--- Extracted material Enclosed Below ---

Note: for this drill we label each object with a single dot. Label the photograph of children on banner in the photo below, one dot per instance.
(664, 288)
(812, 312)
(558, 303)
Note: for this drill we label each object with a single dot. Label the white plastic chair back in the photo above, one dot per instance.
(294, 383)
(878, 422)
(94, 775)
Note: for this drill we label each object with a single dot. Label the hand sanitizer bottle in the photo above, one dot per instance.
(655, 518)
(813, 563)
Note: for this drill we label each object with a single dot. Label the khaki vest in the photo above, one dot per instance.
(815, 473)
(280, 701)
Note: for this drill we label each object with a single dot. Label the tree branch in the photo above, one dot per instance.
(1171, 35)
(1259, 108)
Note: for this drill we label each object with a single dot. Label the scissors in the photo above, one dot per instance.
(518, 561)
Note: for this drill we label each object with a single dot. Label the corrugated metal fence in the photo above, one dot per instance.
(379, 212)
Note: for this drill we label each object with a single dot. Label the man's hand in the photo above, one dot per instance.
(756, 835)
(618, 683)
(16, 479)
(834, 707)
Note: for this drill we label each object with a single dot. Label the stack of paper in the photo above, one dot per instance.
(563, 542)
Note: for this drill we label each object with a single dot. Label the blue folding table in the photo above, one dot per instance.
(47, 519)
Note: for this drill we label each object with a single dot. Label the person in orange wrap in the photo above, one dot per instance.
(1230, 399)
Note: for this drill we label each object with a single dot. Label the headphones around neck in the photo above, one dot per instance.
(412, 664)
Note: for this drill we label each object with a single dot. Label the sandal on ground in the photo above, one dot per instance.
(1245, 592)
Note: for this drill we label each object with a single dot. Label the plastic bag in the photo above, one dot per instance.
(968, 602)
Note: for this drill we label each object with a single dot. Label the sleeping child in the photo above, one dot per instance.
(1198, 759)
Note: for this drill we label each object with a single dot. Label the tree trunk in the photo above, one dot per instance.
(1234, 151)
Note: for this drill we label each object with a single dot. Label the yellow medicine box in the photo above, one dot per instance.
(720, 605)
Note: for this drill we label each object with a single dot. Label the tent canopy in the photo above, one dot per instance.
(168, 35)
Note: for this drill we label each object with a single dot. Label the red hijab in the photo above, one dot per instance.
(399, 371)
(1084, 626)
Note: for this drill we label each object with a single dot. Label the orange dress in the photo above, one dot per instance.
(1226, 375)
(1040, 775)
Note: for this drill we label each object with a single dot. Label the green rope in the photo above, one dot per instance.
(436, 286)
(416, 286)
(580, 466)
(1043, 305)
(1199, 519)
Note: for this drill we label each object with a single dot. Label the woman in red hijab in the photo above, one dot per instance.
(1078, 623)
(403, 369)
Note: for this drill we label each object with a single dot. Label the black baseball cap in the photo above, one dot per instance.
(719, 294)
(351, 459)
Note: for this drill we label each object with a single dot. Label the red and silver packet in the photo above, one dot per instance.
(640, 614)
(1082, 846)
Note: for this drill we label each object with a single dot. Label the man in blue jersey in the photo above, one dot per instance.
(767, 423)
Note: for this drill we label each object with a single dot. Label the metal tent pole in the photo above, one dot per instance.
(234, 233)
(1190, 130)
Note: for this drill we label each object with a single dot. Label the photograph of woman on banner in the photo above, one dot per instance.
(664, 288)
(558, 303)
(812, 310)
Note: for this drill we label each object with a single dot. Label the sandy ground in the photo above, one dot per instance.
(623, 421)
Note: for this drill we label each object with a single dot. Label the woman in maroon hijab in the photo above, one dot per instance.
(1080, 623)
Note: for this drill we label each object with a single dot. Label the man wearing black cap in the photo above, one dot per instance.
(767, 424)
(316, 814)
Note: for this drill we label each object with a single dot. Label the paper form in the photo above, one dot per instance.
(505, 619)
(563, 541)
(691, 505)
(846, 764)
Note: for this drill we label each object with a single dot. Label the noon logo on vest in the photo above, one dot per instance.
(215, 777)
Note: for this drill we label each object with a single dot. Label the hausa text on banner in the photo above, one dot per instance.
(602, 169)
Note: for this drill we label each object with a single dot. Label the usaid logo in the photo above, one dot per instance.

--- End of Enclosed Extracted material ---

# Exercise:
Each line above is to be reproduced exactly.

# Output of the exercise:
Note: for this drill we label each object with a single dot. Label the photograph of children on banner in the photo below, one dot per instance.
(664, 288)
(812, 312)
(558, 303)
Note: for this drill we label each object with a single dot. Label the white plastic chair back in the photo above, one dot per instance.
(294, 383)
(878, 422)
(94, 775)
Note: for this drill we label each object with a single dot. Label the hand sanitizer bottle in the photo above, one dot per instance.
(655, 518)
(813, 563)
Note: for this drill we label each object with a single dot. Label the khaki vest in the photo above, one dot per instance.
(815, 473)
(280, 701)
Note: for this drill we label each object with a single dot. Label the tree branch in the photo above, one dot per instance.
(1171, 35)
(1259, 108)
Note: for this drill we label each object with a single dot. Label the scissors in the photo above, one dot per instance.
(518, 561)
Note: for this drill we label each object with a single dot. Label the corrugated metal fence in the photo above, one dot per instance.
(379, 212)
Note: for this drill we label each object with a single dot. Label the man's hand in the photo above, one dot per instance.
(756, 835)
(618, 683)
(16, 479)
(834, 707)
Note: for this drill we label each object with a single dot. Label the stack of paper in the photo above, one dot per instance.
(563, 542)
Note: for this drill we label each object with a single dot. Label the blue folding table in the photo above, one dot per instance.
(47, 519)
Note: for this drill we label each object with a single dot. Label the person in orange wrap in the photo above, one dot per instance.
(1230, 399)
Note: for this drill we label each object with a single dot. Label the headphones around neck in the photo above, one dot per instance.
(412, 664)
Note: for this drill we label each object with a single dot. Label the sandal on ground in the photo above, one dot per instance.
(1245, 592)
Note: for this drill we label each object with a single dot. Label the plastic bag in the photo above, one dot per instance.
(968, 602)
Note: for this drill we label each object with a single dot. Label the sleeping child in the photo above, one dot per instance.
(1198, 759)
Note: for this drill we label each object with a single dot. Label the tree trunk in the photo above, one dot per instance.
(1234, 151)
Note: for this drill we label each object with a single dot. Label the yellow medicine box in the photo above, one dot per instance.
(720, 605)
Note: for this drill we label each object with a single dot. Label the tent canopy in the photo above, one dot per instance.
(168, 35)
Note: for this drill we label each object with a single dot. Label the red hijab in the photo above, one dot per instance.
(399, 371)
(1084, 626)
Note: for this drill we label each object with a single dot. Label the orange dress in the photo above, one dot per instance.
(1226, 375)
(1040, 775)
Note: for this drill we label each object with a single dot. Label the green rope in the photo above, one dot per instance.
(436, 286)
(416, 286)
(580, 466)
(1043, 305)
(1199, 519)
Note: for this drill we label each object with a single dot. Label the woman in red hijab in the photo above, one dot per instance.
(1078, 623)
(403, 369)
Note: for this drill we label each object with a single dot. Label the black baseball cap in the photo above, one dot per instance.
(719, 294)
(351, 459)
Note: for this drill we label each object with a single dot. Label the red and silver packet in the photo above, one dot per instance.
(640, 614)
(1082, 846)
Note: for this drill we label each object with a single dot. Label the man in blue jersey in the photo above, one dot per instance.
(767, 423)
Note: for this drill we label each object with a single dot. Label the metal tent pole in the photo above, one dot per instance.
(234, 233)
(1190, 130)
Note: for this drill we label each object with a single dot. Label the photograph of woman on banner in the photo above, one dot per instance.
(664, 288)
(558, 303)
(812, 310)
Note: for this drill we label each object with a single dot. Label the sandy ground in the photo above, one dot per instance.
(623, 421)
Note: for this drill we label each object with a single dot. Label the woman in maroon hijab in the photo above, one dot per instance.
(1080, 623)
Note: for this drill we label each object with a single dot. Label the man wearing black cap in the photo above, one dot per instance.
(767, 424)
(316, 814)
Note: for this drill we label each object with a single dot. Label the paper form in the photo above, one dot per instance.
(505, 619)
(563, 541)
(691, 505)
(846, 764)
Note: for this drill we label each object with a single dot. Label the noon logo on vest in the photo above, one dot per instance.
(215, 777)
Note: for this drill we label each object with a single dot. Label the hausa text on banner in the photo above, one dot per instance.
(602, 169)
Note: for this drill we label each object with a single dot. Label the usaid logo in the photo above, one dot per instance.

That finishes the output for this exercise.